**Instruction**
Repeat precisely, and only, the lines between the line containing "[tag] sky: a pin per instance" and the end of the listing below, both ends included.
___ Entries ___
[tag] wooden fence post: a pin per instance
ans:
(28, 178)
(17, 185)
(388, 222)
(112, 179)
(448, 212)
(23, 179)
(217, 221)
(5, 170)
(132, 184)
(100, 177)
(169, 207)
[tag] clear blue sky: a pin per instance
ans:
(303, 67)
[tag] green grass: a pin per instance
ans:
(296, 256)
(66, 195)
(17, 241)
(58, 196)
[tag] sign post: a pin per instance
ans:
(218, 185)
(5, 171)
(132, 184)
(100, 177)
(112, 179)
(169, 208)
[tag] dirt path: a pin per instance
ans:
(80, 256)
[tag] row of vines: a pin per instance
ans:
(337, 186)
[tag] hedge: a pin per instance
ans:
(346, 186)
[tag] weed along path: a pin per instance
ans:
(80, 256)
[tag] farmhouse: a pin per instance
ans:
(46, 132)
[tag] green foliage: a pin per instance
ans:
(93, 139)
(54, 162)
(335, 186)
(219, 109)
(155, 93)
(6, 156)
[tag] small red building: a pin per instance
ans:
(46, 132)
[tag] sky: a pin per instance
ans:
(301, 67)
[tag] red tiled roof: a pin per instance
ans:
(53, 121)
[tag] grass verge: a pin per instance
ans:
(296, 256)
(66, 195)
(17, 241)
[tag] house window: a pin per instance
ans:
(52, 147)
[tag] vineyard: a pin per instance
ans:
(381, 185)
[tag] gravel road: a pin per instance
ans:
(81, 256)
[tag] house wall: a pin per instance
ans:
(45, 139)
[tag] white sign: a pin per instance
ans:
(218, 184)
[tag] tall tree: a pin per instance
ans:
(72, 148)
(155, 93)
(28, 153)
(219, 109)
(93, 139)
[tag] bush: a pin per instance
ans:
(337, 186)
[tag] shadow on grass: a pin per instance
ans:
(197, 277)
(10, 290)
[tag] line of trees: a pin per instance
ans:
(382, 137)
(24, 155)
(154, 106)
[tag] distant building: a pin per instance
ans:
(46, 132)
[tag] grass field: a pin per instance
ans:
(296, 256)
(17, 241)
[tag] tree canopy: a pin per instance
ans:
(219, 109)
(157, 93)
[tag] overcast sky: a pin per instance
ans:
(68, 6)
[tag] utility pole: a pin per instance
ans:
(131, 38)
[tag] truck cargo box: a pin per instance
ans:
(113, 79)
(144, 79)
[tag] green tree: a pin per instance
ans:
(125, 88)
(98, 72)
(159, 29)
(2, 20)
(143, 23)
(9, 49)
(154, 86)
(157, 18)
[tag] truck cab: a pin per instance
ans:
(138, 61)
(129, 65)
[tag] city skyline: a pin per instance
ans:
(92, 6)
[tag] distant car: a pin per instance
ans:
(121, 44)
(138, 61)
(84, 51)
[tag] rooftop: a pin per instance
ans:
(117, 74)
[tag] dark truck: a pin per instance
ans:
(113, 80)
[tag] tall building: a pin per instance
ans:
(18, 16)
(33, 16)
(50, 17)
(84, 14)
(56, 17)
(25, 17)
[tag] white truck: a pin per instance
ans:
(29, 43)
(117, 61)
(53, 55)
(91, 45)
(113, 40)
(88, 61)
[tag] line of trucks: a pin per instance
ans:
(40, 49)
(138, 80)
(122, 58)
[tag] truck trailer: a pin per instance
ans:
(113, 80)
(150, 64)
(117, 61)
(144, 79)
___
**Task output**
[tag] sky: a pin per instance
ans:
(301, 67)
[tag] red tiled roof: a pin per instance
ans:
(53, 121)
[tag] grass verge: a pin per instance
ans:
(296, 256)
(66, 195)
(17, 241)
[tag] house window: a pin per instance
ans:
(52, 147)
[tag] vineyard: a pin per instance
ans:
(381, 185)
[tag] gravel road: a pin per instance
ans:
(81, 256)
[tag] house wall: a pin per instance
ans:
(45, 139)
[tag] white sign: a pin per instance
ans:
(218, 184)
[tag] tall tree: a pin per instance
ans:
(72, 148)
(155, 93)
(28, 153)
(219, 109)
(93, 139)
[tag] bush: a pin per instance
ans:
(337, 186)
[tag] shadow on grass: a pin per instance
ans:
(197, 277)
(10, 290)
[tag] line of trees: a pin per instance
ans:
(382, 137)
(24, 155)
(154, 106)
[tag] distant building: a pin per instance
ans:
(46, 132)
[tag] grass field: a pin per instance
ans:
(296, 256)
(17, 241)
[tag] tree canopy: a pin per instance
ans:
(219, 109)
(157, 93)
[tag] overcast sky: a pin per instance
ans:
(68, 6)
[tag] utility pole: a pin per instance
ans:
(131, 38)
[tag] truck cargo box: a pin per instance
ans:
(113, 79)
(144, 79)
[tag] green tree: a pin per instance
ans:
(125, 88)
(98, 72)
(159, 29)
(2, 20)
(143, 23)
(9, 49)
(154, 86)
(157, 18)
[tag] truck cab: a pin per instance
ans:
(138, 61)
(129, 65)
[tag] city skyline: a pin per instance
ans:
(92, 6)
[tag] distant car: a pin per instance
ans:
(121, 44)
(138, 61)
(84, 51)
[tag] rooftop: a pin per instance
ans:
(117, 74)
[tag] dark truck: a pin per instance
ans:
(113, 80)
[tag] tall building: a pin per instance
ans:
(18, 16)
(33, 16)
(50, 17)
(84, 14)
(56, 17)
(25, 17)
[tag] white truck: a pin per instance
ans:
(29, 43)
(117, 61)
(53, 55)
(91, 45)
(113, 40)
(88, 61)
[tag] line of trucks: a pin per instance
ans:
(40, 49)
(138, 80)
(122, 58)
[tag] truck trailer: a pin per instance
ans:
(113, 80)
(150, 64)
(117, 61)
(144, 79)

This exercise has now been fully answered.